[START TEXT]
Skip to main content

Getting used to everything: happiness before and after major life events

These are among the findings of new research by economists Andrew Clark and Yannis Georgellis and psychologists Ed Diener and Richard Lucas, published in the latest issue of the Economic Journal.

In a study that combines psychology and economics, the researchers explore the effect of different life events on happiness - and find that most people get used to many 'life-changing' events pretty quickly. This might explain why we seem to be getting richer but no happier over time, but the research also provides solid evidence to support the old adage that 'time heals all wounds'.

The research report shows the path of happiness before and after one of six life-changing events: marriage, childbirth, divorce, widowhood, unemployment and being laid off. Although each of these matters for self-reported life satisfaction at the time, only unemployment has a consistent effect for each of the five years after the event.

A question of growing importance in economics and psychology is: does money make us happier? One reason why it might not is adaptation: that extra thousand pounds may produce a great deal of pleasure initially, but becomes less important as time goes on, even to the extent of retreating into the background humdrum of what makes up our daily lives.

If this is so, then perhaps we'd be better off doing something else instead. But the report raises the possibility that we could 'get used to anything'. If this were true, then nothing would matter very much, at least not in the longer run, once we have got used to it.

Adaptation is a double-edged sword. While it does mean that the pleasure of a pay rise, or of marriage or children, might fade away over time, it also implies that 'time heals all wounds'. Here adaptation is welcome, as it takes the edge off initially painful events as time passes.

The report assesses the effect of different life-changing events on self-reported happiness for many thousands of Germans over a 20-year period (using data from the German Socio-Economic Panel). It finds that most events have a strong effect on happiness at the time they occur - but the effects of most of them quickly diminish.

But while there is adaptation, it won't be the same for everyone. For example, the finding that marriage has no effect on happiness after five years actually hides great disparities: some couples are unhappy after five years because they will divorce at six or seven; others will receive a marriage happiness boost for decades.
[END TEXT]
[START GIVEN ENTRIES]
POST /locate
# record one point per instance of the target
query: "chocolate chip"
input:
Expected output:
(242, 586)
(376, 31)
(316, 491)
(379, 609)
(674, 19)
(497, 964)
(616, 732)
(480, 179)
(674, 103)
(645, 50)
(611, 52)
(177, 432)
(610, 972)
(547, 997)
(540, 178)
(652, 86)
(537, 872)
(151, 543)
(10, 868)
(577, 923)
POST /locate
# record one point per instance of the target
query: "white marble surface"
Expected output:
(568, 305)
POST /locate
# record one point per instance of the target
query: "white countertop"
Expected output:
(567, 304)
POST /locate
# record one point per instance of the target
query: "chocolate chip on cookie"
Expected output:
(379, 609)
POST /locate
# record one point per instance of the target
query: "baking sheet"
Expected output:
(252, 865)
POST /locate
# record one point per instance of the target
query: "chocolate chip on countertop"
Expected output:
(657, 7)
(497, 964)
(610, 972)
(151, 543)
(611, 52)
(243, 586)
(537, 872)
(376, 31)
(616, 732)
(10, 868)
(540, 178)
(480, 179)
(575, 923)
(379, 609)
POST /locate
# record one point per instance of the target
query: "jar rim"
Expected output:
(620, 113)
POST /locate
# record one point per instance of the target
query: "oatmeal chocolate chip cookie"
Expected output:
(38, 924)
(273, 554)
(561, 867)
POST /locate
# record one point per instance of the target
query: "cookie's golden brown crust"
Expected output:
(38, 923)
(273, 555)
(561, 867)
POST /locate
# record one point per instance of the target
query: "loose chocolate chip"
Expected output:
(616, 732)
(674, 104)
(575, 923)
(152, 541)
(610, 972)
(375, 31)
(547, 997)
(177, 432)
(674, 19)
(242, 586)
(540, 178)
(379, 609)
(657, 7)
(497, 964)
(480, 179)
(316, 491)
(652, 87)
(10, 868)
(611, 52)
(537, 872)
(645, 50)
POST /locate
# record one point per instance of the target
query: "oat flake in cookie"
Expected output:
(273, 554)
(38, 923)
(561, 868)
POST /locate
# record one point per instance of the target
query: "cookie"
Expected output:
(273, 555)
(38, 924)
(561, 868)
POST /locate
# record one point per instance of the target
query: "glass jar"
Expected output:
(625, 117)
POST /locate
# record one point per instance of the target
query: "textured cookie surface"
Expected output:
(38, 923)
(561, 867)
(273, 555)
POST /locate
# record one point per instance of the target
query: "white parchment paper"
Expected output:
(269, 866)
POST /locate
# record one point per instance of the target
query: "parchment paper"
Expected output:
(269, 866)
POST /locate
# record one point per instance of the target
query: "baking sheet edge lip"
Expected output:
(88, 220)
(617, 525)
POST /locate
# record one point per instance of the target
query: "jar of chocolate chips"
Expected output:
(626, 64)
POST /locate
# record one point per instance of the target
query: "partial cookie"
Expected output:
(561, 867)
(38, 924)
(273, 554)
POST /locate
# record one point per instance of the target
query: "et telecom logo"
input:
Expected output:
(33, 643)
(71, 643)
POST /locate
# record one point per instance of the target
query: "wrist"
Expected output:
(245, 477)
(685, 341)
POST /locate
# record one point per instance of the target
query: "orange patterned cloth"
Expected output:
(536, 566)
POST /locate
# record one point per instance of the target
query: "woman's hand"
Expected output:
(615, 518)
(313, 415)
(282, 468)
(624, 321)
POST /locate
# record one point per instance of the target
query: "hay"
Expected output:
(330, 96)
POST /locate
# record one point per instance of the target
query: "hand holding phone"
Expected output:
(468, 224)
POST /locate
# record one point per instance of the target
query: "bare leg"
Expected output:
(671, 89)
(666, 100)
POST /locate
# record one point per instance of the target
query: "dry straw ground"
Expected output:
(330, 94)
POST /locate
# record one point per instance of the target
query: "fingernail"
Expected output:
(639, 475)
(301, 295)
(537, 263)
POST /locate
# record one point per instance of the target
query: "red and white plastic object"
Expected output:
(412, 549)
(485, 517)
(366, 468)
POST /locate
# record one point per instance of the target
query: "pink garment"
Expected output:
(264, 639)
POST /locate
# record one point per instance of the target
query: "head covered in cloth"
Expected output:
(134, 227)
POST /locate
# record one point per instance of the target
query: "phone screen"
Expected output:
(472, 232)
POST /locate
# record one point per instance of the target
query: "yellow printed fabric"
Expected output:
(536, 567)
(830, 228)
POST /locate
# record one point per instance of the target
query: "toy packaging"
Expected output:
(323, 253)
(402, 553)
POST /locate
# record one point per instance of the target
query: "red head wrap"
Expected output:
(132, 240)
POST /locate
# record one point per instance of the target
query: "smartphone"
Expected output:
[END GIVEN ENTRIES]
*TASK INSTRUCTIONS*
1 - Name every life-changing event whose effect on happiness the article on happiness and life events tracks before and after it occurs.
2 - According to the article on happiness and life events, what data source supplied the self-reported happiness of the Germans studied?
3 - Carry on writing the article on happiness and life events from its final sentence.

*ANSWERS GIVEN*
1 - Marriage, childbirth, divorce, widowhood, unemployment, being laid off

2 - The German Socio-Economic Panel.

3 -
Some people say that most of the married people they know are happier than the single people they know. But even if married people are happier (on average) than single people, this does not tell you whether marriage makes you happy, or being happy in the first place gives you a better chance of marrying. The report suggests that it is mostly the latter: happier people are more likely to marry.

The research also indicates that children bring happiness - but only up until they are two years old, when the life satisfaction effect turns negative. But perhaps there is more to life than just happiness. The authors suspect that children bring a meaning and purpose to life in a sustained way.

Also, because the work followed individuals as their children were born, and the data cover 20 years, it may only track the 'difficult' period of growing up. It is possible that when children move into their twenties and thirties, and when their parents move into old age, that the effect of children on their parents' life satisfaction turns positive again.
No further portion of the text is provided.